**TEXT PROVIDED:**
KWM Whisky Advent Calendar 2017: Day 5

5 12 2017

By Tyler Derksen

As a reader of Pop & Pour from its inception, and a lucky participant in many tastings written up here, it is a thrill to be a guest-writer this Advent season.  While I am a big fan of wine, scotch is my first love when it comes to alcoholic beverages and it was a with enthusiasm that I accepted the opportunity to assist in writing up the whisky offerings in this year’s Kensington Wine Market’s Whisky Advent Calendar. I will certainly do my best to try to keep my personal biases out of these reviews; however, today is an unfortunate day for such an attempt, as the whisky du jour is the Gordon & Macphail Connoisseurs Choice bottling of 2004 Caol Ila.  Caol Ila (pronounced “cull-eela”) comes from the island of Islay, my favourite scotch region – so much so that I may have named my daughter after the island due to my love of the scotches produced there.

The Caol Ila distillery is located on the northeast coast of Islay overlooking the Sound of Islay, for which the distillery was named.  From the distillery one can look across the sound and see the island of Jura close by.  The distillery was founded in 1846 and is now part of the global spirit powerhouse Diageo.  Although Caol Ila makes remarkable single malt scotch, much of its significant production is used for blending, including in Johnny Walker.

**DATA LISTING:**

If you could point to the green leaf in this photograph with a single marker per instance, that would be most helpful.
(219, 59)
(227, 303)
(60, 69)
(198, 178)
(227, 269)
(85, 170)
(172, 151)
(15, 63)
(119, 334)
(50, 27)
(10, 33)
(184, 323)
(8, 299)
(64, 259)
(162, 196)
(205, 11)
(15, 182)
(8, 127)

**SET EXERCISE A:**
Output the part of the whisky advent post that opens with the words containing "The Caol Ila" and closes with "in Johnny Walker.", word for word.
**SET EXERCISE B:**
Condense the paragraph of the whisky advent post beginning "The Caol Ila distillery is located" into a short list that keeps its main facts.
**SET EXERCISE C:**
Carry the whisky advent post on the 2004 Caol Ila forward from where it stops.
The records are separate material from the whisky advent post.

**RESULT A:**
The Caol Ila distillery is located on the northeast coast of Islay overlooking the Sound of Islay, for which the distillery was named.  From the distillery one can look across the sound and see the island of Jura close by.  The distillery was founded in 1846 and is now part of the global spirit powerhouse Diageo.  Although Caol Ila makes remarkable single malt scotch, much of its significant production is used for blending, including in Johnny Walker.

**RESULT B:**
- Caol Ila sits on the northeast coast of Islay, overlooking the Sound of Islay, for which it is named. The island of Jura is visible nearby across the sound.
- It was founded in 1846 and now belongs to Diageo.
- It makes remarkable single malt scotch, but much of its large production goes into blends, including Johnny Walker.

**RESULT C:**
Today’s whisky is the younger (but more aged) sibling of the Connoisseurs Choice 2003 Caol Ila from the 2015 KWM Whisky Advent Calendar.  Judging by those tasting notes, however, this bottle is quite different.  The whisky was aged in first and refill bourbon barrels and is a light golden colour in the glass, characteristic of Caol Ila which is typically lighter in colour than many of its Islay cousins.  On the nose, the 2004 Caol Ila has the characteristic Islay peat, pronounced but not overpowering.  Mixing with the peat are aromas of fresh baked bread, caramel, banana and a subtle citrus note.  On the palate, the smoky peat remains well-balanced and does not obscure flavours of orchard fruit, vanilla, banana and baking spice with a hint of citrus zest lightening things up.  The finish is long and surprisingly it is the baking spices, not the peat, that stick with you.  I have yet to try a Caol Ila that I did not enjoy, and this offering is no different.  An auspicious start to my blogging career!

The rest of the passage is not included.